What you have to do
Each entry is to be printed again word for word.
BEGIN Given records
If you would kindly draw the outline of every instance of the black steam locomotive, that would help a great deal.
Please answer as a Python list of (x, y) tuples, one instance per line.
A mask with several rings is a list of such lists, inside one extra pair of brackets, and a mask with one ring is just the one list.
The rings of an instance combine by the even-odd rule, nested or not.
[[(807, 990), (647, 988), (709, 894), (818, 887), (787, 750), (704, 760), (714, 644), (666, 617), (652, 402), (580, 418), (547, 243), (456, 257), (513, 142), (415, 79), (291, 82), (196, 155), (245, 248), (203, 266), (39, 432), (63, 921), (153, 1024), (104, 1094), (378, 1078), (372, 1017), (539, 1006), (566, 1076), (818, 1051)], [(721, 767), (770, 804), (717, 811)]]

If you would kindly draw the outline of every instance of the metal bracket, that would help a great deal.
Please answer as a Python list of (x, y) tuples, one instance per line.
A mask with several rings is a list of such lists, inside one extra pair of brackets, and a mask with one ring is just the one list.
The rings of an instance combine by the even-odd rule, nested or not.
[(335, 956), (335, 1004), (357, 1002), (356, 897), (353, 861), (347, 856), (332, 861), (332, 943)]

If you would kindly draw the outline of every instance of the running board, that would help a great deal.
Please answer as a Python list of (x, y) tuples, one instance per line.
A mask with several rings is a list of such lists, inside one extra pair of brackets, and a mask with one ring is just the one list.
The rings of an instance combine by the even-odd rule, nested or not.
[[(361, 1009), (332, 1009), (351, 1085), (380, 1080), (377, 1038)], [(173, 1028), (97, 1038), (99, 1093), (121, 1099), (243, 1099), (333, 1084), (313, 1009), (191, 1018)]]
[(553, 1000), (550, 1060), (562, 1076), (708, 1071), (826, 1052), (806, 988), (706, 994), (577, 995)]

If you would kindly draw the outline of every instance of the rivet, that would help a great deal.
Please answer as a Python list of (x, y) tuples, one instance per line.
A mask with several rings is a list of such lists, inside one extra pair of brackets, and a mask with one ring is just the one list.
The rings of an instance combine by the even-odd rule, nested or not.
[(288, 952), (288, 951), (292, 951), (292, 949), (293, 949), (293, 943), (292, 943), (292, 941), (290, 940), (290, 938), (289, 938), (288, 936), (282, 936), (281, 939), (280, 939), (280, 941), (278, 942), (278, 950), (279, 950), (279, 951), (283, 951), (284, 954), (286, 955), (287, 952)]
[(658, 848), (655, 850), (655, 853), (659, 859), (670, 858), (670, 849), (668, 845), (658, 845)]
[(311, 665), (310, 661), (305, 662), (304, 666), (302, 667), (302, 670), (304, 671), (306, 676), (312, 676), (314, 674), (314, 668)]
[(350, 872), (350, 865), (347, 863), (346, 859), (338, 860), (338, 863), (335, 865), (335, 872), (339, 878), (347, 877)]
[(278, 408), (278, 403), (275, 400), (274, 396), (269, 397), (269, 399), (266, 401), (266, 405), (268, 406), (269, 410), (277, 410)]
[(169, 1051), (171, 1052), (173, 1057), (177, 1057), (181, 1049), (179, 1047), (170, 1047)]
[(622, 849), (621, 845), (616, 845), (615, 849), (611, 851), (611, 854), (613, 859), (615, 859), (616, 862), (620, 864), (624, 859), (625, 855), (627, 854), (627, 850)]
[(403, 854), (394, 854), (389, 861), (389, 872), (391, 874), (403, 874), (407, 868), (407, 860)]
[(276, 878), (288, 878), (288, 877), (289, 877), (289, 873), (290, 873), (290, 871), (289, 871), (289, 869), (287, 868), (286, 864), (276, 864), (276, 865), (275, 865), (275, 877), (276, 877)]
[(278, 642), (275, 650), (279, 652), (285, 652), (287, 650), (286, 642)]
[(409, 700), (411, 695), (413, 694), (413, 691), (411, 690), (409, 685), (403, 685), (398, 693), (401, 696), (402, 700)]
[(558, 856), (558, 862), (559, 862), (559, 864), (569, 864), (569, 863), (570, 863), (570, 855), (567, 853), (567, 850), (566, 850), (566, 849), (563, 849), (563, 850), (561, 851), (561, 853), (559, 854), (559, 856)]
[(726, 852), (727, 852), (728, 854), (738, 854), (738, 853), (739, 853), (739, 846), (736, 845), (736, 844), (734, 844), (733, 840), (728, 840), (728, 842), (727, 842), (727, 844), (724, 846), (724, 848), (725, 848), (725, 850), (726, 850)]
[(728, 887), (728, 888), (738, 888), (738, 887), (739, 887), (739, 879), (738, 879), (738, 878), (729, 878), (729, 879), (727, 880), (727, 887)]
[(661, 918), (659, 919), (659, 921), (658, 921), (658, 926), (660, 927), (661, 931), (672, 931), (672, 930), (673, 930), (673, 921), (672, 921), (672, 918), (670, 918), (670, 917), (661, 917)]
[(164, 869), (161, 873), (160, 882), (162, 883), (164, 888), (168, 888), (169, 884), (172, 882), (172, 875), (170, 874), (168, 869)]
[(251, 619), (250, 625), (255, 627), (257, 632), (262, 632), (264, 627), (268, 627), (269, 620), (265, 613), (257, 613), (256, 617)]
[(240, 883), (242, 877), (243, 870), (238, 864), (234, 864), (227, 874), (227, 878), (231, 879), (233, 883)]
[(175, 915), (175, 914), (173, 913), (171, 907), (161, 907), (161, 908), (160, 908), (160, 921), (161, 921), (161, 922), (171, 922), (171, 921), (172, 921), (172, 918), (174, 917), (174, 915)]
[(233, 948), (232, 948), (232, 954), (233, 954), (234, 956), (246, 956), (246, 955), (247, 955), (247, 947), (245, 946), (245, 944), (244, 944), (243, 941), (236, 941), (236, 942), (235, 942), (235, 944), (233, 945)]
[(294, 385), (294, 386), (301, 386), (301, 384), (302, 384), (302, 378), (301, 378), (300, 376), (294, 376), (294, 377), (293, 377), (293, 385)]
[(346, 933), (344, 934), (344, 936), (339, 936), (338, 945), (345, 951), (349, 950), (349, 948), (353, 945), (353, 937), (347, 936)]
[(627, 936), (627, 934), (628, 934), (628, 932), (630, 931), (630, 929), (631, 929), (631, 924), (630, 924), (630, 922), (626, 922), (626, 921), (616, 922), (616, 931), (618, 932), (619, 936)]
END Given records
Answer for this exercise
If you would kindly draw the outline of every instance of the black steam locomotive, that would help a great deal.
Please answer as a Python list of (x, y) tuples, one instance per line.
A mask with several rings is a list of such lists, inside one extra pair of brackets, and a mask with one ring is just the one list.
The rings of an instance combine by the even-odd rule, nested or not.
[[(807, 990), (647, 988), (709, 894), (818, 887), (787, 750), (704, 760), (714, 644), (666, 617), (652, 402), (580, 418), (547, 243), (456, 257), (513, 142), (415, 79), (291, 82), (196, 155), (245, 248), (203, 266), (39, 432), (63, 921), (153, 1024), (104, 1094), (378, 1078), (372, 1017), (539, 1006), (566, 1076), (818, 1051)], [(721, 767), (770, 804), (717, 811)]]

If you would kindly draw the outline of every instance of the metal bracket, that would help a great deal.
Please answer as a Python list of (x, y) tuples, one instance per line.
A mask with several rings is a list of such lists, inside one extra pair of brackets, and a mask with one ring is just the one list.
The rings of an instance combine by the even-odd rule, nested or not.
[(335, 956), (335, 1004), (357, 1002), (356, 897), (353, 861), (347, 856), (332, 861), (332, 943)]

If you would kindly draw the outline of every instance of the running board, that would help a great deal.
Please answer as a Python list of (x, y) tuples, one instance per line.
A mask with several rings is a list of such lists, inside one extra pair of brackets, and a mask with one ring is just the one list.
The rings of an instance combine by the even-odd rule, nested or not.
[[(361, 1009), (332, 1009), (351, 1085), (380, 1080), (377, 1038)], [(173, 1028), (97, 1038), (99, 1093), (121, 1099), (243, 1099), (333, 1084), (313, 1009), (191, 1018)]]
[(553, 1000), (550, 1060), (562, 1076), (708, 1071), (826, 1052), (806, 988), (706, 994), (577, 995)]

If you would kindly draw the outline of every instance of the rivet, that would help a great deal.
Please answer as a Python list of (x, y) tuples, one instance per line.
A mask with several rings is a list of such lists, inside one extra pair of brackets, and a mask with one ring is just the one list.
The rings of an instance combine by the even-odd rule, nested or not.
[(288, 952), (288, 951), (292, 951), (292, 949), (293, 949), (293, 943), (292, 943), (292, 941), (290, 940), (290, 938), (289, 938), (288, 936), (282, 936), (281, 939), (280, 939), (280, 941), (278, 942), (278, 950), (279, 950), (279, 951), (283, 951), (284, 954), (286, 955), (287, 952)]
[(658, 848), (655, 850), (655, 853), (659, 859), (670, 858), (670, 849), (668, 845), (658, 845)]
[(311, 665), (310, 661), (305, 662), (304, 666), (302, 667), (302, 670), (304, 671), (306, 676), (312, 676), (314, 674), (314, 668)]
[(350, 872), (350, 865), (347, 863), (346, 859), (338, 860), (338, 863), (335, 865), (335, 872), (339, 878), (347, 877)]
[(278, 408), (278, 403), (275, 400), (274, 396), (269, 397), (269, 399), (266, 401), (266, 405), (268, 406), (269, 410), (277, 410)]
[(169, 1051), (171, 1052), (173, 1057), (177, 1057), (181, 1049), (179, 1047), (170, 1047)]
[(622, 849), (621, 845), (616, 845), (615, 849), (611, 851), (611, 854), (613, 859), (615, 859), (616, 862), (620, 864), (624, 859), (625, 855), (627, 854), (627, 850)]
[(403, 854), (394, 854), (389, 861), (389, 872), (391, 874), (403, 874), (407, 868), (407, 860)]
[(276, 878), (288, 878), (288, 877), (289, 877), (289, 873), (290, 873), (290, 871), (289, 871), (289, 869), (287, 868), (286, 864), (276, 864), (276, 865), (275, 865), (275, 877), (276, 877)]
[(278, 642), (275, 650), (279, 652), (285, 652), (287, 650), (286, 642)]
[(409, 700), (411, 695), (413, 694), (413, 691), (411, 690), (409, 685), (403, 685), (398, 693), (401, 696), (402, 700)]
[(558, 856), (558, 862), (559, 862), (559, 864), (569, 864), (569, 863), (570, 863), (570, 855), (567, 853), (567, 850), (566, 850), (566, 849), (563, 849), (563, 850), (561, 851), (561, 853), (559, 854), (559, 856)]
[(726, 852), (727, 852), (728, 854), (738, 854), (738, 853), (739, 853), (739, 846), (736, 845), (736, 844), (734, 844), (733, 840), (728, 840), (728, 842), (727, 842), (727, 844), (724, 846), (724, 848), (725, 848), (725, 850), (726, 850)]
[(728, 887), (728, 888), (738, 888), (738, 887), (739, 887), (739, 879), (738, 879), (738, 878), (729, 878), (729, 879), (727, 880), (727, 887)]
[(661, 918), (659, 919), (659, 921), (658, 921), (658, 926), (660, 927), (661, 931), (672, 931), (672, 930), (673, 930), (673, 921), (672, 921), (672, 918), (670, 918), (670, 917), (661, 917)]
[(164, 869), (161, 873), (160, 882), (162, 883), (164, 888), (168, 888), (169, 884), (172, 882), (172, 875), (170, 874), (168, 869)]
[(251, 619), (250, 625), (255, 627), (257, 632), (262, 632), (264, 627), (268, 627), (269, 620), (265, 613), (257, 613), (256, 617)]
[(240, 883), (242, 877), (243, 870), (238, 864), (234, 864), (227, 874), (227, 878), (231, 879), (233, 883)]
[(175, 915), (175, 914), (173, 913), (171, 907), (161, 907), (161, 908), (160, 908), (160, 921), (161, 921), (161, 922), (171, 922), (171, 921), (172, 921), (172, 918), (174, 917), (174, 915)]
[(233, 948), (232, 948), (232, 954), (233, 954), (234, 956), (246, 956), (246, 955), (247, 955), (247, 947), (245, 946), (245, 944), (244, 944), (243, 941), (236, 941), (236, 942), (235, 942), (235, 944), (233, 945)]
[(294, 385), (294, 386), (301, 386), (301, 384), (302, 384), (302, 378), (301, 378), (300, 376), (294, 376), (294, 377), (293, 377), (293, 385)]
[(346, 933), (344, 934), (344, 936), (339, 936), (338, 945), (345, 951), (349, 950), (349, 948), (353, 945), (353, 937), (347, 936)]
[(627, 936), (627, 934), (628, 934), (628, 932), (630, 931), (630, 929), (631, 929), (631, 924), (630, 924), (630, 922), (626, 922), (626, 921), (616, 922), (616, 931), (618, 932), (619, 936)]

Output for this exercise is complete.